Source extract:
>>>
My real endgame is running a trained RL model on a Coral [from here: https://coral.ai/ ; I have the USB variant, and it’s working fine with other things ].
As far as I can tell, the first step is to convert the model to TFLite, so that it can be compiled down to something to run on the Coral [using this tool: Edge TPU Compiler | Coral ]
So, am I chasing silly ideas? Or is there a good path from a trained RLLib model, to TFLite? Or is there some completely-other approach I’d be better off using?
Cheers!
Gary
I’d imagine yes. What format is your exported RLlib model in right now?
Currently I’m just using the command line tool “rllib”:
#!/bin/sh
ALG=PPO
EXPERIMENT=${ALG}
WORKDIR=rtamray_results
rllib train --run ${ALG} --env RTAM-v0 \
--checkpoint-freq 5 --checkpoint-at-end --keep-checkpoints-num 3 \
--experiment-name ${EXPERIMENT} --local-dir ${WORKDIR} \
--config '{"num_workers": 4}'
Which outputs opaque “checkpoint” files:
rtamray_results/PPO$ ls -l PPO_RTAM-v0_fcf10_00000_0_2021-09-24_14-25-49/checkpoint_000015/
total 2820
-rw-rw-r-- 1 chunky chunky 2879800 Sep 24 14:27 checkpoint-15
-rw-rw-r-- 1 chunky chunky 181 Sep 24 14:27 checkpoint-15.tune_metadata
chunky@gbriggs-desktop:~/src/rtam_openai/agents/ray/rtamray_results/PPO$
I’m also a little unsure how much extra “magic” there is going on; such that, even if I were able to get a .tflite file out, what additional steps it would take to execute that model and get real actions output [and if there’s any other weird layers that would need setting up, between the observation and the first layer of the tflite model?]
Thanks,
Gary
This is the entire class I currently am using for the forward pass:
class RayDream(DreamInterface):
def __init__(self, dreamenv, checkpoint, navmode):
rtam_config = with_common_config({
"env": "RTAM-v0",
"num_workers": 0
})
<<<
Required tasks:
1. Please reproduce everything from "My real endgame" down to "better off using?" in the RLlib forum thread.
2. In the RLlib forum thread, what tool does the poster plan to use to compile the model so it can run on the Coral?

Exercise data:
>>>
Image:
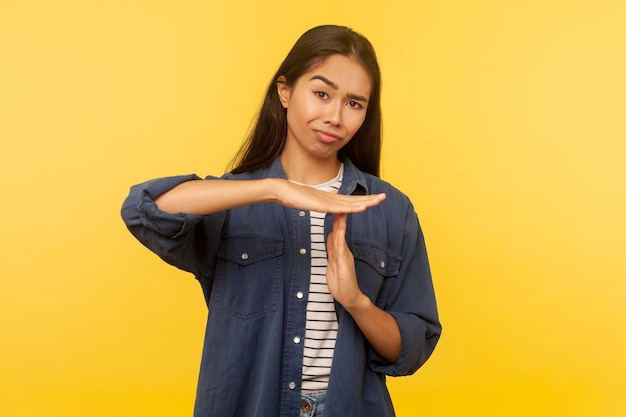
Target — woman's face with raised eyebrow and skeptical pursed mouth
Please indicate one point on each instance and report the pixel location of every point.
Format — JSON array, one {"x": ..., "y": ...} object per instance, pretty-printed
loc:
[{"x": 325, "y": 107}]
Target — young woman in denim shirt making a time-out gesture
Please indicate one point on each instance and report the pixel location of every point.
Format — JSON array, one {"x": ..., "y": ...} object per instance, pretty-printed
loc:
[{"x": 314, "y": 270}]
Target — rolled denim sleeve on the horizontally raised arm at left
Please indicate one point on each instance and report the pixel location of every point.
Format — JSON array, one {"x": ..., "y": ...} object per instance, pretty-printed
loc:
[{"x": 183, "y": 240}]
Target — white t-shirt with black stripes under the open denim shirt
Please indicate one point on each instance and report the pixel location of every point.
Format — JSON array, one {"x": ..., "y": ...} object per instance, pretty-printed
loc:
[{"x": 321, "y": 320}]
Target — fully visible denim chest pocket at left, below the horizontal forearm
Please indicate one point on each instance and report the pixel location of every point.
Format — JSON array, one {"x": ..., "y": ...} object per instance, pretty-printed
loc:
[{"x": 248, "y": 274}]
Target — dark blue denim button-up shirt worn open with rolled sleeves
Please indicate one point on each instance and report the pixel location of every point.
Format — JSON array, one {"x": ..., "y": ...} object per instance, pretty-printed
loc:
[{"x": 253, "y": 265}]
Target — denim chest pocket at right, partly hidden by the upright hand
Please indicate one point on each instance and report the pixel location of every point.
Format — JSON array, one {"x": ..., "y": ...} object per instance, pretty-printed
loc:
[{"x": 375, "y": 270}]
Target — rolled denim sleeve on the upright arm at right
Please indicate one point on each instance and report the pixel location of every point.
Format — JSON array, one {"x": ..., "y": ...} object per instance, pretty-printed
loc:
[{"x": 411, "y": 301}]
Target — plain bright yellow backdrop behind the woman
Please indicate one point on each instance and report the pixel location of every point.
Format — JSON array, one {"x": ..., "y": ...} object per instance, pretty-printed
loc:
[{"x": 504, "y": 122}]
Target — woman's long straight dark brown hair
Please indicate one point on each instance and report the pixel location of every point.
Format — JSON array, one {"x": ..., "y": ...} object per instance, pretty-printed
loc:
[{"x": 267, "y": 137}]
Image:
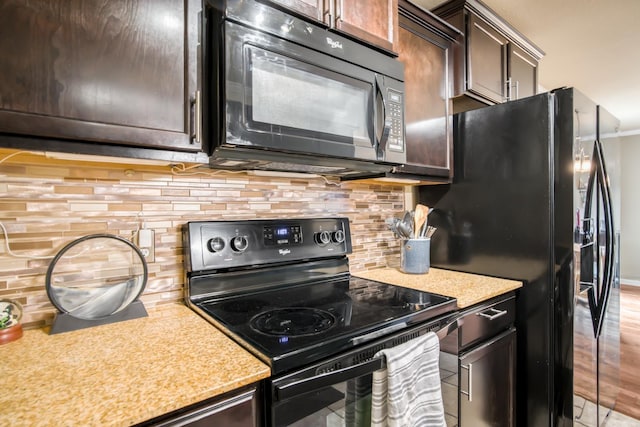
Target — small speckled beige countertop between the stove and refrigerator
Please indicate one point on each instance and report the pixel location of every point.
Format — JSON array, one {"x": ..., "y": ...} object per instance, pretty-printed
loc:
[{"x": 468, "y": 289}]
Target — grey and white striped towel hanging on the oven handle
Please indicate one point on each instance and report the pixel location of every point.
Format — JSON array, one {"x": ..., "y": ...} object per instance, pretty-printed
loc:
[{"x": 407, "y": 393}]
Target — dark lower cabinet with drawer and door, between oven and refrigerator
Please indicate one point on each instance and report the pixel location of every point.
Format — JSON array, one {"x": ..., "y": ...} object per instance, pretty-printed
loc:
[{"x": 478, "y": 366}]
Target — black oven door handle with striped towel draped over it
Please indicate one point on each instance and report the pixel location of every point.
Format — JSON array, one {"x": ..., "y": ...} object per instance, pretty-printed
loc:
[{"x": 304, "y": 385}]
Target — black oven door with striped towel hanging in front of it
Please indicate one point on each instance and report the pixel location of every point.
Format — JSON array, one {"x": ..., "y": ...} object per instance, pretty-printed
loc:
[{"x": 337, "y": 392}]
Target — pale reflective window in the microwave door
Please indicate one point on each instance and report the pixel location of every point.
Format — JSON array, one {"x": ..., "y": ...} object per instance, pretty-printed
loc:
[{"x": 296, "y": 95}]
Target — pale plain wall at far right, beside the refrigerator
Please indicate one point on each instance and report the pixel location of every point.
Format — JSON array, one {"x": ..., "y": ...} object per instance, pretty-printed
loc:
[{"x": 630, "y": 201}]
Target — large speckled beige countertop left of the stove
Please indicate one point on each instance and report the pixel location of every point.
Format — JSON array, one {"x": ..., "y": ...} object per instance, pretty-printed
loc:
[{"x": 120, "y": 374}]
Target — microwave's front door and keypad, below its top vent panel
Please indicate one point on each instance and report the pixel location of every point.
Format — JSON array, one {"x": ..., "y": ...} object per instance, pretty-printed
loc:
[{"x": 281, "y": 96}]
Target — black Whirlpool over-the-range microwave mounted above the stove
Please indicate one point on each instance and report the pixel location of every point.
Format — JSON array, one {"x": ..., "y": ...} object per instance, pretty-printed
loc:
[{"x": 283, "y": 93}]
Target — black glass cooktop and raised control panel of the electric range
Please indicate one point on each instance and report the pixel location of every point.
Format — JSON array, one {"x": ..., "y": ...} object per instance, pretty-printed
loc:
[{"x": 282, "y": 289}]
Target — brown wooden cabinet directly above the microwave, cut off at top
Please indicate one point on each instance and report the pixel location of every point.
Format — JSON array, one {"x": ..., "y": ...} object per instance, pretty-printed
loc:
[{"x": 374, "y": 21}]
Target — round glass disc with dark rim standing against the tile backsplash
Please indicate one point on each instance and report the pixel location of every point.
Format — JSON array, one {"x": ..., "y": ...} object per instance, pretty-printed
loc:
[{"x": 96, "y": 277}]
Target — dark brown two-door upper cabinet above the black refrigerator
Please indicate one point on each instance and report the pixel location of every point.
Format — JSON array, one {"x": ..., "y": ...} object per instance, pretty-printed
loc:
[{"x": 495, "y": 63}]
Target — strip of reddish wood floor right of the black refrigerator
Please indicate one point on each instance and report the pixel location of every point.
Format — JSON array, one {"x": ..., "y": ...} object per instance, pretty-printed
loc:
[{"x": 629, "y": 396}]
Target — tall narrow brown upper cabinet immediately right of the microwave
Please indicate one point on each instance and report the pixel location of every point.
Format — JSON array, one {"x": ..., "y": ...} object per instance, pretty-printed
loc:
[{"x": 425, "y": 47}]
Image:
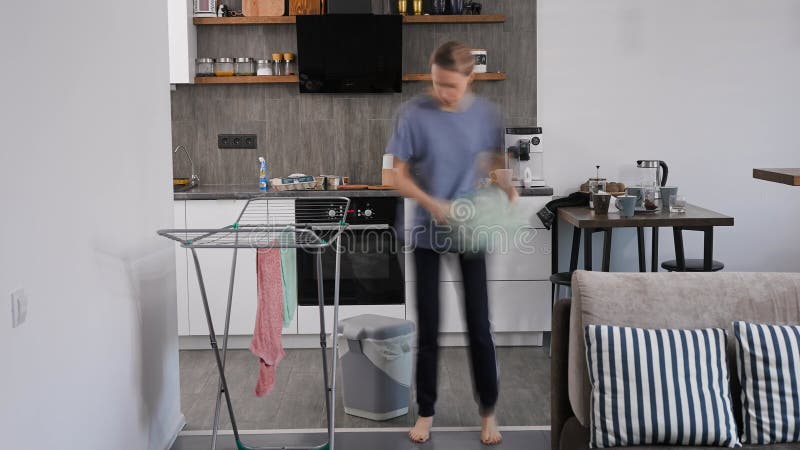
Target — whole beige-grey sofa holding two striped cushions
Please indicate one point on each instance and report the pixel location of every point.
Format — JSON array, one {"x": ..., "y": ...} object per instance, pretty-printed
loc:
[{"x": 655, "y": 300}]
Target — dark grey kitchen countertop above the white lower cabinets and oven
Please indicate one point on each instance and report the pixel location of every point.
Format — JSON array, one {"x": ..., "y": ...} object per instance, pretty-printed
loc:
[{"x": 247, "y": 191}]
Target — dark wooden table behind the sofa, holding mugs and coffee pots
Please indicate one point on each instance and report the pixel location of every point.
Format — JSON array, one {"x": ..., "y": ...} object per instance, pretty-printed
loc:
[{"x": 584, "y": 219}]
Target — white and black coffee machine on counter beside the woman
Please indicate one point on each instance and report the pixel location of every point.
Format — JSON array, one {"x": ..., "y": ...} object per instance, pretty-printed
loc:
[{"x": 525, "y": 156}]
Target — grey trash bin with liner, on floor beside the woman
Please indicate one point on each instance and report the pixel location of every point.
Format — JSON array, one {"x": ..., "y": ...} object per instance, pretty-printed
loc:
[{"x": 376, "y": 357}]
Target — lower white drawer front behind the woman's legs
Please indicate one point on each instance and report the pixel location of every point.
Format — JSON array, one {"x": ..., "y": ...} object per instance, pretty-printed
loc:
[{"x": 514, "y": 306}]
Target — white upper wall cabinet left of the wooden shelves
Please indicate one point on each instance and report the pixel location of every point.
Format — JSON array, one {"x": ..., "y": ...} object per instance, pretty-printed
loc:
[{"x": 182, "y": 41}]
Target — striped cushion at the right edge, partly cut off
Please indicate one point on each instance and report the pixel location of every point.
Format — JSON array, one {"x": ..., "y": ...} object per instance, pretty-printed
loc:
[{"x": 769, "y": 367}]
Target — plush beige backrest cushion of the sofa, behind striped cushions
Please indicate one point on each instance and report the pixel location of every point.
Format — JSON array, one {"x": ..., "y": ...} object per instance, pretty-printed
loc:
[{"x": 671, "y": 300}]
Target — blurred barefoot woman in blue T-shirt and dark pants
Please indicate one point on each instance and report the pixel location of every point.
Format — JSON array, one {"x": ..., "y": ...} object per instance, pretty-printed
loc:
[{"x": 444, "y": 138}]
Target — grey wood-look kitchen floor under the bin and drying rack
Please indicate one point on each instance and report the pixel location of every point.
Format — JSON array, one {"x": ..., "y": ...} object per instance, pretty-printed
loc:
[{"x": 297, "y": 400}]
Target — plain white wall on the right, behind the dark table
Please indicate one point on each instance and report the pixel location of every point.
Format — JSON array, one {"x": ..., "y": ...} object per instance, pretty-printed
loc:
[{"x": 710, "y": 86}]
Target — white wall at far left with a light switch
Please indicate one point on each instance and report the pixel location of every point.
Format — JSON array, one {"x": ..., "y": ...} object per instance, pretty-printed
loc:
[{"x": 84, "y": 184}]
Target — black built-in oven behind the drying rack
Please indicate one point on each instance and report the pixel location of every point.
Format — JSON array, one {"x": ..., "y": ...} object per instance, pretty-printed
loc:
[{"x": 371, "y": 266}]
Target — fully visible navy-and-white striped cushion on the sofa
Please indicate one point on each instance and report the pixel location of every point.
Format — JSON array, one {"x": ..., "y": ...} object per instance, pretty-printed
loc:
[{"x": 659, "y": 387}]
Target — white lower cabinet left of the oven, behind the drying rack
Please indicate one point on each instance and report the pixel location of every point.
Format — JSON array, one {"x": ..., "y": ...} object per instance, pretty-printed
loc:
[{"x": 216, "y": 266}]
<<<
Answers given:
1.
My real endgame is running a trained RL model on a Coral [from here: https://coral.ai/ ; I have the USB variant, and it’s working fine with other things ].
As far as I can tell, the first step is to convert the model to TFLite, so that it can be compiled down to something to run on the Coral [using this tool: Edge TPU Compiler | Coral ]
So, am I chasing silly ideas? Or is there a good path from a trained RLLib model, to TFLite? Or is there some completely-other approach I’d be better off using?

2. The Edge TPU Compiler.